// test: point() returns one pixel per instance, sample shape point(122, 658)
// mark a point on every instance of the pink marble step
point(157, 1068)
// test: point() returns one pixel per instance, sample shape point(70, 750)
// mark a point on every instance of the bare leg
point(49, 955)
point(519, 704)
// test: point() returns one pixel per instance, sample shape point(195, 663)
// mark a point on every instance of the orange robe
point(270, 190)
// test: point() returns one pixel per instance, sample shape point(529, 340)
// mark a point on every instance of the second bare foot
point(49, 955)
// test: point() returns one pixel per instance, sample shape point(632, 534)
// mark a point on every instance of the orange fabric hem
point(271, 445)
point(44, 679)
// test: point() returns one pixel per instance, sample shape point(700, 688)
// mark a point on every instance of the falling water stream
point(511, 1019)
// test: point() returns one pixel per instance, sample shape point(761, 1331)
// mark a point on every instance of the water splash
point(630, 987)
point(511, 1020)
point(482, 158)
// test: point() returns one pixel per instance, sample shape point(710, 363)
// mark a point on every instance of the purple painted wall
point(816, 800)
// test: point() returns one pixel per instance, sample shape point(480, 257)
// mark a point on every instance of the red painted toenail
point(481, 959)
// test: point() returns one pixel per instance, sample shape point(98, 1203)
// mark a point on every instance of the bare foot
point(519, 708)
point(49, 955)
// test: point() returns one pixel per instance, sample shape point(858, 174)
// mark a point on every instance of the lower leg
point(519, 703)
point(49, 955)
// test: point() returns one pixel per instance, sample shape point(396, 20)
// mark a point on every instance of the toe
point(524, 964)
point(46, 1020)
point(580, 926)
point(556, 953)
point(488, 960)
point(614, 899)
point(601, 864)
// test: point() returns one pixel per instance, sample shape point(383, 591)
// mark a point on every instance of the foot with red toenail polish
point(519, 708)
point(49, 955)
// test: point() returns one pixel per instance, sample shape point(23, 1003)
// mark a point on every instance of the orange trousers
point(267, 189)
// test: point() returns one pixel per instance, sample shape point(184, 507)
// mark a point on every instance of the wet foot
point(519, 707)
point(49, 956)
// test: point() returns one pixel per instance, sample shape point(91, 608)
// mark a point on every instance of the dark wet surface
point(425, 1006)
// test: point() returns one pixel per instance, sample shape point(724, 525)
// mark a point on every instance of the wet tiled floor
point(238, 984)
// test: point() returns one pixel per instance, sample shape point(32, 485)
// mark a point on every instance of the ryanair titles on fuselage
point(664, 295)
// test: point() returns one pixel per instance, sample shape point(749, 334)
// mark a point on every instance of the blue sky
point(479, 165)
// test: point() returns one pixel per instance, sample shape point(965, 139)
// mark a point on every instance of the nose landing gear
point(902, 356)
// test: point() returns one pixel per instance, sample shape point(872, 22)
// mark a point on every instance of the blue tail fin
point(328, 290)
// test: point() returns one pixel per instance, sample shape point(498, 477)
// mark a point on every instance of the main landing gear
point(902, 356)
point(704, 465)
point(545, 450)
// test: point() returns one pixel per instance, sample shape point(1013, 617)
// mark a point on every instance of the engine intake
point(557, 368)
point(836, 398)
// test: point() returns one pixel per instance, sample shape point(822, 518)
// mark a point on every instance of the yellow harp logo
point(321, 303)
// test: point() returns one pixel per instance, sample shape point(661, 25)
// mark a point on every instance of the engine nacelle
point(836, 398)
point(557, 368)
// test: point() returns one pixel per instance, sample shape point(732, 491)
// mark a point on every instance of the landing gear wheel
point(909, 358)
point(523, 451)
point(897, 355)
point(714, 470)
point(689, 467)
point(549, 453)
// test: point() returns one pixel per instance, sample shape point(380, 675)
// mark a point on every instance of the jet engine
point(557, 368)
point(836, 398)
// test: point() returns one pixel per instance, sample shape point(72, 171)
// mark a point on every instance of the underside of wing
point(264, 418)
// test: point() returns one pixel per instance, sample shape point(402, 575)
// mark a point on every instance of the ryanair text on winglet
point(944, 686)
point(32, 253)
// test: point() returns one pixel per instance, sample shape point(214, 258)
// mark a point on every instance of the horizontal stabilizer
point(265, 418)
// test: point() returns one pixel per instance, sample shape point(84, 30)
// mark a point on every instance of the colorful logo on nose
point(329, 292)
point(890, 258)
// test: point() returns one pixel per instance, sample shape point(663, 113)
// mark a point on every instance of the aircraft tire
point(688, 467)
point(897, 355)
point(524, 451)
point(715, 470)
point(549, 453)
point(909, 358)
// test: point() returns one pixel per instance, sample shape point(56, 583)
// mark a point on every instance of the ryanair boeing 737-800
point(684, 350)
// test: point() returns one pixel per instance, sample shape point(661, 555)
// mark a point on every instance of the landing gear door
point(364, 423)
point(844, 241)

### TASK OBJECTIVE
Repeat the full set of records above character for character.

### SOLUTION TO THE EXERCISE
// test: point() returns one pixel per instance, sample shape point(122, 658)
// mark a point on every instance of the pink marble step
point(157, 1068)
// test: point() returns one pixel per instance, sample shape point(70, 750)
// mark a point on every instance of the bare leg
point(49, 955)
point(519, 704)
// test: point() returns one pixel per instance, sample shape point(195, 663)
// mark a point on every instance of the orange robe
point(270, 190)
// test: point() returns one pixel per instance, sample shape point(529, 340)
// mark a point on every instance of the second bare foot
point(49, 955)
// test: point() returns one pixel per instance, sample shape point(632, 534)
// mark a point on every instance of the orange fabric hem
point(271, 445)
point(44, 679)
// test: point() returns one pixel per instance, sample shape point(700, 688)
// mark a point on every instance of the falling water stream
point(511, 1019)
// test: point() returns one pixel per instance, sample shape point(761, 1331)
// mark a point on every instance of the water splash
point(630, 987)
point(511, 1020)
point(482, 158)
// test: point() returns one pixel per instance, sample shape point(710, 363)
// mark a point on every instance of the purple painted wall
point(816, 800)
// test: point() returns one pixel per instance, sample shape point(480, 257)
// mark a point on every instance of the red painted toenail
point(481, 959)
// test: point() returns one pixel per instance, sample shape point(98, 1203)
// mark a point on every instance of the bare foot
point(519, 708)
point(49, 955)
// test: point() returns one pixel per instance, sample shape point(858, 174)
// mark a point on every instance of the lower leg
point(519, 703)
point(49, 955)
// test: point() returns one pixel per instance, sample shape point(396, 20)
// mark a point on every instance of the toe
point(524, 964)
point(46, 1020)
point(580, 926)
point(556, 953)
point(488, 960)
point(614, 899)
point(601, 864)
// test: point() returns one pixel per instance, sample shape point(383, 591)
// mark a point on every instance of the foot with red toenail polish
point(519, 708)
point(49, 955)
// test: point() returns one pixel per instance, sample shape point(23, 1003)
// mark a point on every instance of the orange trousers
point(267, 189)
// test: point() returns one pixel per instance, sample shape point(184, 507)
// mark a point on every instance of the wet foot
point(519, 707)
point(49, 956)
// test: point() returns one pixel per instance, sample shape point(91, 608)
// mark a point on every instance of the dark wet surface
point(425, 1006)
// test: point() returns one pixel per instance, sample shape point(724, 525)
// mark a point on every instance of the wet tiled floor
point(238, 984)
// test: point() returns one pixel per instance, sample shape point(32, 485)
// mark a point on every instance of the ryanair titles on fuselage
point(664, 295)
// test: point() returns one pixel per instance, sample shape point(749, 334)
// mark a point on every instance of the blue sky
point(479, 165)
// test: point() returns one pixel per instance, sample shape point(965, 139)
// mark a point on every instance of the nose landing gear
point(902, 356)
// test: point() returns one pixel per instance, sample shape point(872, 22)
// mark a point on every instance of the blue tail fin
point(328, 290)
// test: point() returns one pixel per instance, sample shape point(498, 477)
// mark a point on every instance of the main landing gear
point(902, 356)
point(704, 465)
point(545, 450)
// test: point() returns one pixel per instance, sample shape point(1013, 617)
// mark a point on every instance of the engine intake
point(557, 368)
point(836, 398)
// test: point() returns one pixel per instance, sample shape point(822, 518)
// mark a point on every instance of the yellow harp logo
point(321, 303)
// test: point() returns one pixel per instance, sample shape point(661, 25)
// mark a point on every instance of the engine nacelle
point(836, 398)
point(557, 368)
// test: point() returns one pixel per instance, sample shape point(732, 491)
// mark a point on every instance of the landing gear wheel
point(909, 358)
point(523, 451)
point(897, 355)
point(714, 470)
point(689, 467)
point(549, 453)
// test: point() returns one pixel per instance, sample shape point(380, 675)
// mark a point on every instance of the jet engine
point(557, 368)
point(836, 398)
// test: point() returns one pixel per instance, sample shape point(72, 171)
// mark a point on every instance of the underside of wing
point(264, 418)
// test: point() returns one pixel per instance, sample shape point(402, 575)
// mark a point on every instance of the ryanair text on winglet
point(944, 686)
point(32, 253)
// test: point() returns one pixel per instance, sample shape point(214, 258)
// mark a point on every instance of the horizontal stabilizer
point(265, 418)
// test: point() returns one pixel per instance, sample shape point(84, 30)
// mark a point on every instance of the colorful logo on nose
point(329, 292)
point(890, 258)
// test: point() returns one pixel per instance, sample shape point(663, 113)
// mark a point on every instance of the aircraft tire
point(688, 467)
point(897, 355)
point(524, 451)
point(715, 470)
point(549, 453)
point(909, 358)
// test: point() returns one pixel per instance, sample shape point(56, 583)
// mark a point on every instance of the ryanair boeing 737-800
point(684, 350)
// test: point() returns one pixel per instance, sample shape point(661, 555)
// mark a point on every instance of the landing gear door
point(364, 423)
point(844, 241)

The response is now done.